Dataset extracts labeled with boxes
• • • • •

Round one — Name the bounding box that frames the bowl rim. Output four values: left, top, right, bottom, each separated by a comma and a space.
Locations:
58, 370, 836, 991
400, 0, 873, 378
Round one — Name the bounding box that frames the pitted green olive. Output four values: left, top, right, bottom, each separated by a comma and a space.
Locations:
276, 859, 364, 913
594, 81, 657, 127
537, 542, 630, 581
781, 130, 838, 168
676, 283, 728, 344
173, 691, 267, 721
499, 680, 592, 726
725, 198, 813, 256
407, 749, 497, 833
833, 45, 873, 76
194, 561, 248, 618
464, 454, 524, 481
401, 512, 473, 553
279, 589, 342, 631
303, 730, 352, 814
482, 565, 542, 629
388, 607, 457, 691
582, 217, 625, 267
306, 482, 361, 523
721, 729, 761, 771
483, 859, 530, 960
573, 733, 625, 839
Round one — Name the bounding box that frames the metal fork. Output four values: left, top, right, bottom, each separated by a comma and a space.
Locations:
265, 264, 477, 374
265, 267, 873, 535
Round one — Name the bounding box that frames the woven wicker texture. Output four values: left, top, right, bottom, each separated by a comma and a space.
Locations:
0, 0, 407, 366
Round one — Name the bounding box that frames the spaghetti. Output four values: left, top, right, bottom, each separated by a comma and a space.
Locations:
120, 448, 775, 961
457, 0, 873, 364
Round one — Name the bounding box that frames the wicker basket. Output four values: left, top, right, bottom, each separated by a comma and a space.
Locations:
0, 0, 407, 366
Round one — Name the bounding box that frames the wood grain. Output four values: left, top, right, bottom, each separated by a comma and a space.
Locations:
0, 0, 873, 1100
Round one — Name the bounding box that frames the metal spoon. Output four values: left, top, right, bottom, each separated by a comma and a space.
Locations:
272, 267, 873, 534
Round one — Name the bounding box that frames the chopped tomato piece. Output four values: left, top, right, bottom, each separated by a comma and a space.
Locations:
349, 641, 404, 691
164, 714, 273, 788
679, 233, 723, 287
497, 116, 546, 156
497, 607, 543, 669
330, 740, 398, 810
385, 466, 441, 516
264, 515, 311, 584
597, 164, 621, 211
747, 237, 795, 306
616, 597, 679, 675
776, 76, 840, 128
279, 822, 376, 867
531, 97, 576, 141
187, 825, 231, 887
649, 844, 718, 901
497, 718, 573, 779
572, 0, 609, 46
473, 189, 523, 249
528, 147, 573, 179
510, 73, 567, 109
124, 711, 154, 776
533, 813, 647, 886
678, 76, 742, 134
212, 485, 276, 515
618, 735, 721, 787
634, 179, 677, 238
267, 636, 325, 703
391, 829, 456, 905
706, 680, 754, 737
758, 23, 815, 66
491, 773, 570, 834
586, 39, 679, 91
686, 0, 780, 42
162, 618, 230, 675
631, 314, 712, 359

• • • • •

Retype all of the material above word for word, keeping every line as it is.

Round one — Name the bounding box that frames the bowl rim. Output four values: left, top, right, bottom, each separated by a comma and a space.
Locations:
58, 370, 836, 991
400, 0, 873, 378
Round one — Name the bounding box that frames the pitted green olive. Output four values: left, top, right, bottom, each separated by a comma and a space.
Locations:
276, 859, 364, 913
594, 81, 657, 127
537, 542, 630, 581
781, 130, 838, 168
676, 283, 728, 344
173, 691, 267, 721
499, 680, 592, 726
725, 198, 813, 256
407, 749, 497, 833
833, 45, 873, 76
194, 561, 248, 618
464, 454, 524, 481
401, 512, 473, 553
279, 589, 342, 631
303, 730, 352, 814
482, 565, 542, 629
388, 607, 457, 691
582, 217, 625, 267
306, 482, 361, 523
721, 729, 761, 771
483, 859, 530, 960
573, 733, 625, 839
Round one — Name the bounding box that frames the metal fork. Output four values: left, top, right, bottom, each separated by a comma and a space.
Locations:
265, 264, 477, 374
265, 267, 873, 535
Round one — Name the bounding box that frames the woven wicker texture. Output four values: left, top, right, bottom, each separated by a comma and a space.
Locations:
0, 0, 407, 366
Round one — Name the bounding box that frames the spaghetti. Output four values: left, top, right, bottom, each separated by a comma and a space.
Locations:
120, 448, 775, 961
457, 0, 873, 364
Round one — Name the bounding box that frames the wicker basket. Output four values: left, top, right, bottom, each separated by a comma and a space.
Locations:
0, 0, 407, 366
Round one — Name the bounding box that frames the wood grain. Output four values: left, top, right, bottom, each separated by a comma and a space.
Locations:
0, 0, 873, 1100
Round one — Name the bounding box that frames the metal spoon. Output four values: left, top, right, bottom, each separated by a comma and a space.
Locations:
272, 267, 873, 534
Round one — Name the bounding box that frames the chopped tomato piece. Output four values: left, top, right, bottom, each separated by a comma and a space.
Locations:
349, 641, 404, 691
164, 714, 273, 788
679, 233, 723, 287
497, 116, 546, 156
497, 607, 543, 669
330, 740, 398, 810
385, 466, 441, 516
264, 515, 311, 584
597, 164, 621, 211
747, 237, 795, 306
616, 597, 679, 675
776, 76, 840, 128
279, 822, 376, 867
531, 97, 576, 141
187, 825, 231, 887
649, 844, 718, 901
497, 718, 573, 779
572, 0, 609, 46
473, 189, 523, 249
528, 147, 573, 179
510, 73, 567, 109
124, 711, 154, 776
533, 813, 647, 886
678, 76, 742, 134
212, 485, 276, 515
618, 735, 721, 787
634, 179, 677, 238
267, 636, 325, 703
391, 829, 456, 905
706, 680, 754, 737
758, 23, 815, 66
491, 773, 570, 834
586, 39, 679, 91
686, 0, 780, 42
162, 618, 230, 675
631, 314, 712, 359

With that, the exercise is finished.